#### Exercise data

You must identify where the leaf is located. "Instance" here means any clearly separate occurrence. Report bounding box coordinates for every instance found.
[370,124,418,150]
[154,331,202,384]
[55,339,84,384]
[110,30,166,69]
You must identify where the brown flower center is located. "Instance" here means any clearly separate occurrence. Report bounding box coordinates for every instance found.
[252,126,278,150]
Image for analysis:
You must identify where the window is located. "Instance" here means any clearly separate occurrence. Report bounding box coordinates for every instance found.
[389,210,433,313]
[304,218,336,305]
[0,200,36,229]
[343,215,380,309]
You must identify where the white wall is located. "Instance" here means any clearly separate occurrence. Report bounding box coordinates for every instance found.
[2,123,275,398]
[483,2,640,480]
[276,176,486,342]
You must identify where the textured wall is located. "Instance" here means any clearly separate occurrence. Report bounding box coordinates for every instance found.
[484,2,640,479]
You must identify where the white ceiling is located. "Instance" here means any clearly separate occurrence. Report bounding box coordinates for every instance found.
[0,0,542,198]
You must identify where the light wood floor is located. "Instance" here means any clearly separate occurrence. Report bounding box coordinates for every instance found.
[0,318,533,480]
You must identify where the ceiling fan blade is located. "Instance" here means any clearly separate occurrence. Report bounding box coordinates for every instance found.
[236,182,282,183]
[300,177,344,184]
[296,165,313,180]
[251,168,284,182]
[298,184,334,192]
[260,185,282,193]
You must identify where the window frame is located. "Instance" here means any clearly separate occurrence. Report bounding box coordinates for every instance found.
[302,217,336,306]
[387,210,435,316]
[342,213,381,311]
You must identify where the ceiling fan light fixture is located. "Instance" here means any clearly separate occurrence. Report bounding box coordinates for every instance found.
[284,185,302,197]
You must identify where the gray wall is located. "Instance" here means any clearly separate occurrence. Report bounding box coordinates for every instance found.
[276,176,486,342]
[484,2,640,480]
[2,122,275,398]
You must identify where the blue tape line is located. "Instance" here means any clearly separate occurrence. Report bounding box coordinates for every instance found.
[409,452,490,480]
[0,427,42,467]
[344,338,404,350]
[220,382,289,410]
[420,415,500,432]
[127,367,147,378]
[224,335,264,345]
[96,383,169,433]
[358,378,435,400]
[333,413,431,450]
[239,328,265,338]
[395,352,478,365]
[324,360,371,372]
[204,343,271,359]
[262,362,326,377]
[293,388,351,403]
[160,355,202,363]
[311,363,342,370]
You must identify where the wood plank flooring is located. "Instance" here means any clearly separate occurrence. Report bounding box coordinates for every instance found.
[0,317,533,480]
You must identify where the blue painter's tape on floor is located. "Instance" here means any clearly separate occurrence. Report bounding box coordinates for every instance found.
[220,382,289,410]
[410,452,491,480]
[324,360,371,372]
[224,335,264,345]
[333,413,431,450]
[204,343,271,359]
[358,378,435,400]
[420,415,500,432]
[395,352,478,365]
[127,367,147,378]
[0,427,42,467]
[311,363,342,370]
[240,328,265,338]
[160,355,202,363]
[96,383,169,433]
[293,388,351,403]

########

Your task is to reproduce the whole listing exactly.

You must identify where the leaf is located. "Instance" here means any clearly separate occurrence. Report bounding box coordinates for every instance found.
[370,124,418,150]
[154,331,202,384]
[55,339,84,384]
[110,30,166,69]
You must identify where the brown flower center is located. "Instance" here means any clearly separate occurrence. Report bounding box coordinates for every instance found.
[252,126,278,150]
Image for analysis:
You must identify where the window is located. "Instance" here means any clearly separate occurrence. Report bounding box coordinates for every instance found.
[389,210,433,313]
[304,218,336,305]
[0,200,36,229]
[343,215,380,309]
You must identify where the white wall is located. "Instance" here means any clearly separate occurrence. Report bounding box coordinates for every instance found.
[2,123,275,398]
[483,2,640,480]
[276,176,486,342]
You must identify where the textured wall is located. "Instance" here means any clearly separate occurrence. Report bounding box coordinates for every instance found.
[484,2,640,479]
You must identify where the white ceiling is located. "Instance" here means any clearly separate occurrence. Report bounding box coordinates for every instance found.
[0,0,542,198]
You must identify where the light wood floor is located. "Instance" here means any clearly separate occurrence. Report bounding box coordinates for every instance found.
[0,318,533,480]
You must identify where the ceiling fan blade is located. "Instance" here means any clearly separate occurrence. Report bounding box coordinates for every instance found.
[236,182,282,183]
[300,177,344,184]
[296,165,313,180]
[251,168,284,182]
[298,184,334,192]
[260,185,282,193]
You must identify where the window frame is located. "Instance" here means any clearly separate occurrence. Report bounding box coordinates for every instance found.
[302,217,336,306]
[387,210,435,316]
[342,213,381,311]
You must identify where the ceiling fan light fixture is located. "Instance" here means any clearly separate occurrence. Report bounding box coordinates for every instance found.
[284,185,302,197]
You must identify where the gray wall is located. "Instance" here means any clearly separate occurrence. Report bounding box coordinates for every instance found.
[276,176,486,342]
[484,2,640,480]
[2,122,275,398]
You must identify where the blue tape line is located. "Instance" here means any clearly separate occurrence. Report bounding box coordinates for every instance found.
[409,452,490,480]
[0,427,42,467]
[344,338,404,350]
[220,382,289,410]
[420,415,500,432]
[127,367,147,378]
[224,335,264,345]
[96,383,169,433]
[358,378,435,400]
[333,413,431,450]
[239,328,265,338]
[395,352,478,365]
[324,360,371,372]
[204,343,271,359]
[262,362,326,377]
[293,388,351,403]
[160,355,202,363]
[311,363,342,370]
You must identify where the wood plank flooring is located. "Instance" here means any clearly separate occurrence. Report bounding box coordinates for every instance found.
[0,317,533,480]
You must identify where the blue painter's tape on floor is located. "Instance" here means any clearly separate occurrence. Report bounding box coordinates for every instance found.
[220,382,289,410]
[410,452,491,480]
[324,360,371,372]
[224,335,264,345]
[333,413,431,450]
[204,343,271,359]
[358,378,435,400]
[420,415,500,432]
[395,352,478,365]
[127,367,147,378]
[0,427,42,467]
[311,363,342,370]
[240,328,265,338]
[160,355,202,363]
[96,383,169,433]
[293,388,351,403]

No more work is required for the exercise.